* _What is asked_
Which lines of the material below contain the word "objects"? Show each of them in full.

* _Data entries_
- - -

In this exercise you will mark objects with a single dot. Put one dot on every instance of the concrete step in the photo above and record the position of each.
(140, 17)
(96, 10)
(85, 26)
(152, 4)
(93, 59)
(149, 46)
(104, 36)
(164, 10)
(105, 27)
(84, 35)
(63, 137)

- - -

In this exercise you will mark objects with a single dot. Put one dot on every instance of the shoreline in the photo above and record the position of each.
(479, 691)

- - -

* _Response to this task_
In this exercise you will mark objects with a single dot. Put one dot on every instance of the concrete step in the photo above and record the position of each.
In this exercise you will mark objects with a single dot. Put one dot on every instance of the shoreline in the photo above and record the position of each.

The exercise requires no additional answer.